====== SOURCE PASSAGE

I made a test setup to learn how to use the mixer/PLL approach.
First using 10MHz from both outputs of a DSS (Rigol DG990) to observe
the DC shift with shifting the phase between the two signal.
Then by modulating one output with FM or PM.
There is a low pass filter after the mixer to get rid of the 10 MHz and
its harmonics but the LPF is measured flat till about 10kHz.
The output signal from the mixer was kept within 10% of the full voltage
swing to stay in the (hopefully) linear range.
Using PM creates a low frequency output from the mixer that is
proportional to the phase shift (region 0-1 degree) and constant in
amplitude with change of frequency. Also when using external modulation
from an audio signal generator created the expected behavior with drive
level and no frequency impact
Using FM with 0.1 Hz frequency deviation the mixer output amplitude
decreases very fast with increasing frequency (range 0.1 to 10 Hz)
Also when using 1 Hz or more frequency deviation. The higher frequency
deviation leads to higher output levels as expected.
Can someone help me understand how this FM signal (0.1 to 1000 Hz
modulation and 0.1 to 1 Hz frequency deviation) translates to the
calibration example mentioned in the document on phase noise measurement
as linked by Bob. (0.1 Hz deviation at 1 kHz rate leading to a sideband
(at 1kHz?) level of -86 dBc)
At a 1kHz rate I see (yet) no output from the mixer where at 1Hz there
is a lot of output. Why is this output frequency dependency?
Is this a problem with the signal generator? Or the mixer?

============

WRITTEN PROBLEM 1: Find every line in the records below that contains "roof", and copy each of those lines.

====== RAW RECORDS

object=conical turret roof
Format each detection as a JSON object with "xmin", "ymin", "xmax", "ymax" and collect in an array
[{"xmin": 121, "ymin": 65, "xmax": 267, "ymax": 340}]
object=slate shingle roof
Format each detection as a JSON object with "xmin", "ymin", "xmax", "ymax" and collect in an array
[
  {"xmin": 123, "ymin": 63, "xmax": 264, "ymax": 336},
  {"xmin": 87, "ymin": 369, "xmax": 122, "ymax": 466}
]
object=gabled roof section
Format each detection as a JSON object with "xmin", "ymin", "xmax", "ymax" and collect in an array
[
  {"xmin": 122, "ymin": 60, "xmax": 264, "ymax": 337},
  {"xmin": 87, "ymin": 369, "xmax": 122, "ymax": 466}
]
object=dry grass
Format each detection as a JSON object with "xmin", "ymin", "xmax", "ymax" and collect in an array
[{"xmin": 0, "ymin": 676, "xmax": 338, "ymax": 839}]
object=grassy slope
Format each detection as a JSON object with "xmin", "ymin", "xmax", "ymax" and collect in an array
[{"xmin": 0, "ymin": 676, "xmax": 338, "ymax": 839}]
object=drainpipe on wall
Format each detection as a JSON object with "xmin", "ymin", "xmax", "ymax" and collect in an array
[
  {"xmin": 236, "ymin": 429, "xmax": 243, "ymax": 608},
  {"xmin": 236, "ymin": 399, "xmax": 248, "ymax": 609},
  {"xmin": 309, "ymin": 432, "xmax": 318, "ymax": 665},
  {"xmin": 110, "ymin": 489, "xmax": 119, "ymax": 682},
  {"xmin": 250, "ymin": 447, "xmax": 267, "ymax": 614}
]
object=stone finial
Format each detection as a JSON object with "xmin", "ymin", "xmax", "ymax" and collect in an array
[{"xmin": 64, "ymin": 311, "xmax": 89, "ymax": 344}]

============
====== RAW RECORDS

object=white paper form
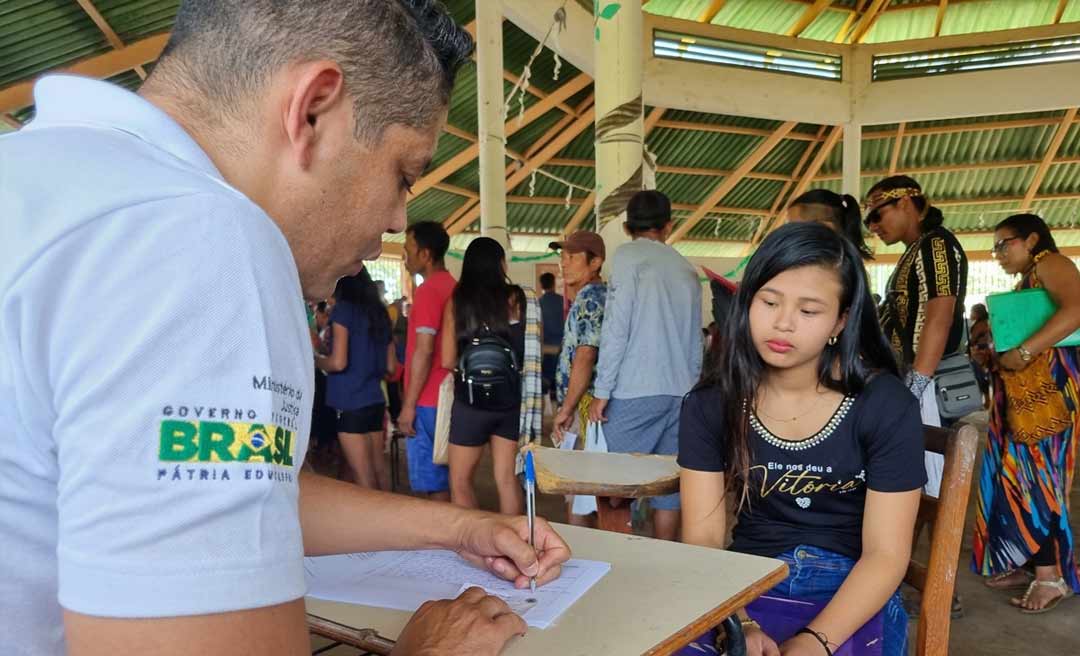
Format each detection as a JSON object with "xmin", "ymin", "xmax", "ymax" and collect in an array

============

WRITTEN PROBLEM 2: Pick up the post about the mixer test setup above from the point where it stops, and continue it.

ANSWER 1:
object=conical turret roof
object=slate shingle roof
object=gabled roof section

ANSWER 2:
Then I tried to use the modulated signal from the SG PLL locked to a
10MHz VCO. Results where the same. FM output signal is frequency
dependent, PM not.
Erik.
I found the info on how to calibrate and lots of other practical stuff in
here: https://martein.home.xs4all.nl/pa3ake/hmode/dds_pmnoise_pll.html
Erik
On Mon, Jun 20, 2022, 19:43 Erik Kaashoek erik@kaashoek.com wrote:
Bob, Magnus,
Thanks, clear. A counter is for ADEV, not for phase noise.
I made a test setup to learn how to use the mixer/PLL approach.
First using 10MHz from both outputs of a DSS (Rigol DG990) to observe the
DC shift with shifting the phase between the two signal.
Then by modulating one output with FM or PM.
There is a low pass filter after the mixer to get rid of the 10 MHz and
its harmonics but the LPF is measured flat till about 10kHz.
The output signal from the mixer was kept within 10% of the full voltage
swing to stay in the (hopefully) linear range.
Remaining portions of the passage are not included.